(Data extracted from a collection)
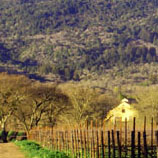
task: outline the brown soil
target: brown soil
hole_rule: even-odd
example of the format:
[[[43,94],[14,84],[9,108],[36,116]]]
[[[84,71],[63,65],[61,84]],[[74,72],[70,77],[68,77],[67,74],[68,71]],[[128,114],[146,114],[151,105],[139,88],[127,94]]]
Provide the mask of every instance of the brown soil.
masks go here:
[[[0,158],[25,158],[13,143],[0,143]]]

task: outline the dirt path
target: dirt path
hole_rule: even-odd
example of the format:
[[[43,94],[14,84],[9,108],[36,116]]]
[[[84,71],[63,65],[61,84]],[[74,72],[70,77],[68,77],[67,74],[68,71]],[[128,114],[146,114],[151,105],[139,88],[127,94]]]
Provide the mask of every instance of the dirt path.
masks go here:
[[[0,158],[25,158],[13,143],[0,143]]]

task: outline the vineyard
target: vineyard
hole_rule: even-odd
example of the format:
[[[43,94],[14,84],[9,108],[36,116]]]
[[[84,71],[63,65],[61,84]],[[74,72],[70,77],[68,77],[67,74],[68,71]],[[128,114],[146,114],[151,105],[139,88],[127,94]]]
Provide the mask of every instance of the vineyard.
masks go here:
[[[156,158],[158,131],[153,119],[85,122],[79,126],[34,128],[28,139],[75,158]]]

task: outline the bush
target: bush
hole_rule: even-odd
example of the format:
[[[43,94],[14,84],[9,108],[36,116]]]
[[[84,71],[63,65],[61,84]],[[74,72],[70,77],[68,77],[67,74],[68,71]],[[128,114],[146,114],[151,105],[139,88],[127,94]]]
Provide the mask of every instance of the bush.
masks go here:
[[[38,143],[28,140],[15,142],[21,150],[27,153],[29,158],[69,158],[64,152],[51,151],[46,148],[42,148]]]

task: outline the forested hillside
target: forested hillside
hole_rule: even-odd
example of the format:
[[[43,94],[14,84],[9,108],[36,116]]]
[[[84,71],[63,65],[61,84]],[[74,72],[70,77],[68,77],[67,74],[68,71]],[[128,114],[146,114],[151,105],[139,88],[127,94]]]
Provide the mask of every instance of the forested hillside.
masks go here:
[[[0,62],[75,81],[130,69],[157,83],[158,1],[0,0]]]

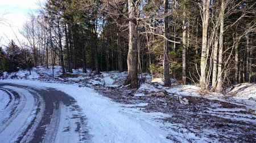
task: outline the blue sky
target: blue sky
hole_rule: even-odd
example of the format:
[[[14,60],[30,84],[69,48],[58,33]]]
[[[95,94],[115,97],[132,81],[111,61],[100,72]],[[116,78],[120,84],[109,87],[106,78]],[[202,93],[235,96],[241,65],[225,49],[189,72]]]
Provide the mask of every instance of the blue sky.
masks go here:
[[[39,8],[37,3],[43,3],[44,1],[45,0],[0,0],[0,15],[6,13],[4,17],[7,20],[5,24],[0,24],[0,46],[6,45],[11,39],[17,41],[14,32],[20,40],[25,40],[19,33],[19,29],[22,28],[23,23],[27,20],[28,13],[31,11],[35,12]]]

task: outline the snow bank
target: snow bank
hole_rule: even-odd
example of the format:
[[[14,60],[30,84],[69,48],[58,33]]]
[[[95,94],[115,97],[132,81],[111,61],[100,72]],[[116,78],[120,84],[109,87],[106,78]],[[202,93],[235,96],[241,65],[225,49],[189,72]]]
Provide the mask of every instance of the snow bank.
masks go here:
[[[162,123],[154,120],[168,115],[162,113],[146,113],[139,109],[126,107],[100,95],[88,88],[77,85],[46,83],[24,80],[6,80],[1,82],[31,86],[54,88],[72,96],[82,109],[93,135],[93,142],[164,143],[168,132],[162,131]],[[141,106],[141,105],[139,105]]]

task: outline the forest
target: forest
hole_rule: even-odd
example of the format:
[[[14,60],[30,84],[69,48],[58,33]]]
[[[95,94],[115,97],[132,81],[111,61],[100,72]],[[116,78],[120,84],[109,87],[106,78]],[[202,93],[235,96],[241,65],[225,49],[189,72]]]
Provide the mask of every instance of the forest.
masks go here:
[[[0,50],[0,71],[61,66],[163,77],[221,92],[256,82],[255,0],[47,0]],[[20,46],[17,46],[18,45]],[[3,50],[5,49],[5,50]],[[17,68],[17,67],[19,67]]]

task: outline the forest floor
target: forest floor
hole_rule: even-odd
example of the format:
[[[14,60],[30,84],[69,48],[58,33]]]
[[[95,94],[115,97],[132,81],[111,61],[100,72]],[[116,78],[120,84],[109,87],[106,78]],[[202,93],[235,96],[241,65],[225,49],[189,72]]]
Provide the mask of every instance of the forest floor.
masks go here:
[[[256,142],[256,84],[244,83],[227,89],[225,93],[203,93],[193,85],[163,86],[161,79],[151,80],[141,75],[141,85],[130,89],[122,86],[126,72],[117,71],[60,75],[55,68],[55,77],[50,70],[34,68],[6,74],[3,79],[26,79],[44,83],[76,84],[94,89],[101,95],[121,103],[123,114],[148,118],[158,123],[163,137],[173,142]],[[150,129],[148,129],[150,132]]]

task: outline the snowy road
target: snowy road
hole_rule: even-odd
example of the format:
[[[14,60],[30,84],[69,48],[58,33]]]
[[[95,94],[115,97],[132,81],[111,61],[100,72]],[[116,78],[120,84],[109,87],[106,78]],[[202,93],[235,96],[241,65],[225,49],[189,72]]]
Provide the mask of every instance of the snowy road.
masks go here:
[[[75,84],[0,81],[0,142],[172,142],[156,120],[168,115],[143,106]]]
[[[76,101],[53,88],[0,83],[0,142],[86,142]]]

** SHORT EXERCISE **
Repeat the records above word for word, every one of them, and leave the pictures out of your answer.

** RIGHT ANSWER **
task: outline the brown soil
target: brown soil
hole_rule: even-odd
example of the format:
[[[43,94],[14,84],[9,108],[36,116]]]
[[[84,71],[63,65],[61,84]],[[74,72],[70,77],[68,77],[67,74],[68,71]],[[128,114],[146,114],[151,105],[139,88],[127,94]]]
Provide the mask of every instance of the brown soil.
masks go here:
[[[0,158],[25,158],[13,143],[0,143]]]

task: outline the dirt path
target: dirt path
hole_rule: even-odd
example of the format:
[[[43,94],[14,84],[9,108],[36,116]]]
[[[84,71],[63,65],[61,84]],[[74,72],[70,77],[68,77],[67,74],[68,71]],[[128,114],[146,114],[151,105],[139,88],[127,94]]]
Provide the mask of every instance of the dirt path.
masks go here:
[[[0,158],[25,158],[13,143],[0,143]]]

task: outline the vineyard
target: vineyard
hole_rule: even-odd
example of the format:
[[[43,94],[14,84],[9,108],[36,116]]]
[[[84,71],[63,65],[61,84]],[[74,72],[70,77],[68,77],[67,74],[68,71]],[[128,114],[146,114],[151,105],[139,88],[127,94]]]
Provide the mask of every instance of the vineyard.
masks go here:
[[[156,158],[158,131],[153,119],[85,122],[79,126],[34,128],[28,139],[75,158]]]

task: outline the bush
target: bush
hole_rule: even-odd
example of the format:
[[[43,94],[14,84],[9,108],[36,116]]]
[[[84,71],[63,65],[61,84]],[[74,72],[70,77],[68,77],[67,74],[68,71]],[[128,114],[146,114],[151,105],[139,88],[127,94]]]
Provide the mask of every instance of the bush.
masks go here:
[[[38,143],[28,140],[15,142],[21,150],[27,153],[29,158],[69,158],[64,152],[51,151],[46,148],[42,148]]]

task: outline the forested hillside
target: forested hillside
hole_rule: even-odd
example of the format:
[[[43,94],[14,84],[9,108],[36,116]]]
[[[84,71],[63,65],[61,84]],[[74,72],[70,77],[68,77],[67,74],[68,71]],[[128,114],[146,114],[151,105],[139,88],[127,94]]]
Provide the mask of every instance of the forested hillside.
masks go here:
[[[0,62],[75,81],[130,69],[157,83],[158,1],[0,0]]]

task: outline the blue sky
target: blue sky
hole_rule: even-odd
example of the format:
[[[14,60],[30,84],[69,48],[58,33]]]
[[[95,94],[115,97],[132,81],[111,61],[100,72]],[[116,78],[120,84],[109,87],[106,78]],[[202,93],[235,96],[241,65],[225,49],[189,72]]]
Provide the mask of every instance of the blue sky.
masks go here:
[[[39,8],[37,3],[43,3],[44,1],[45,0],[0,0],[0,15],[6,13],[4,17],[7,20],[5,24],[0,24],[0,46],[6,45],[11,39],[17,41],[14,32],[20,40],[25,40],[19,33],[19,29],[22,28],[23,23],[27,20],[28,13],[31,11],[35,12]]]

task: outline the snow bank
target: snow bank
hole_rule: even-odd
example of the format:
[[[14,60],[30,84],[69,48],[58,33]]]
[[[95,94],[115,97],[132,81],[111,61],[100,72]],[[116,78],[120,84],[109,87],[106,78]],[[202,93],[235,96],[241,65],[225,49],[189,72]]]
Provide the mask of every instance of the snow bank.
masks go here:
[[[162,123],[154,120],[168,115],[162,113],[146,113],[139,109],[126,107],[100,95],[88,88],[77,85],[46,83],[24,80],[6,80],[1,82],[31,86],[54,88],[72,96],[82,109],[93,135],[93,142],[164,143],[168,132],[162,131]],[[141,106],[141,105],[139,105]]]

task: outline the forest
target: forest
hole_rule: even-odd
example of the format:
[[[14,60],[30,84],[69,48],[58,33]]]
[[[95,94],[115,97],[132,81],[111,61],[100,72]],[[116,78],[120,84],[109,87],[106,78]],[[202,93],[235,96],[241,65],[225,49],[189,72]]]
Provide the mask of every instance of the forest.
masks go here:
[[[0,50],[0,71],[61,66],[163,77],[221,92],[256,82],[255,0],[47,0]],[[20,46],[17,46],[18,45]],[[3,50],[5,49],[5,50]],[[17,68],[17,67],[19,67]]]

task: outline the forest floor
target: forest floor
hole_rule: even-odd
example of the format:
[[[14,60],[30,84],[69,48],[58,33]]]
[[[95,94],[115,97],[132,81],[111,61],[100,72]],[[116,78],[120,84],[109,87],[106,78]],[[202,93],[235,96],[241,65],[225,49],[189,72]]]
Provide the mask of every instance of the forest floor.
masks go here:
[[[256,142],[256,84],[244,83],[227,89],[225,93],[203,93],[193,85],[163,86],[161,79],[151,80],[141,75],[141,85],[130,89],[122,86],[126,72],[117,71],[60,75],[55,68],[55,77],[50,70],[34,68],[6,74],[3,79],[26,79],[44,83],[76,84],[94,89],[101,95],[121,103],[123,114],[148,118],[158,123],[163,137],[173,142]],[[150,129],[148,129],[150,132]]]

task: outline the snowy road
target: snowy road
hole_rule: even-odd
example of the format:
[[[14,60],[30,84],[69,48],[58,33]]]
[[[95,94],[115,97],[132,81],[111,61],[100,72]],[[116,78],[120,84],[109,87],[106,78]],[[202,93],[235,96],[241,65],[225,49],[189,72]]]
Provide the mask of every instance of the snowy road.
masks go here:
[[[75,84],[0,81],[0,142],[172,142],[156,120],[168,115],[143,106]]]
[[[76,101],[53,88],[0,83],[0,142],[86,142]]]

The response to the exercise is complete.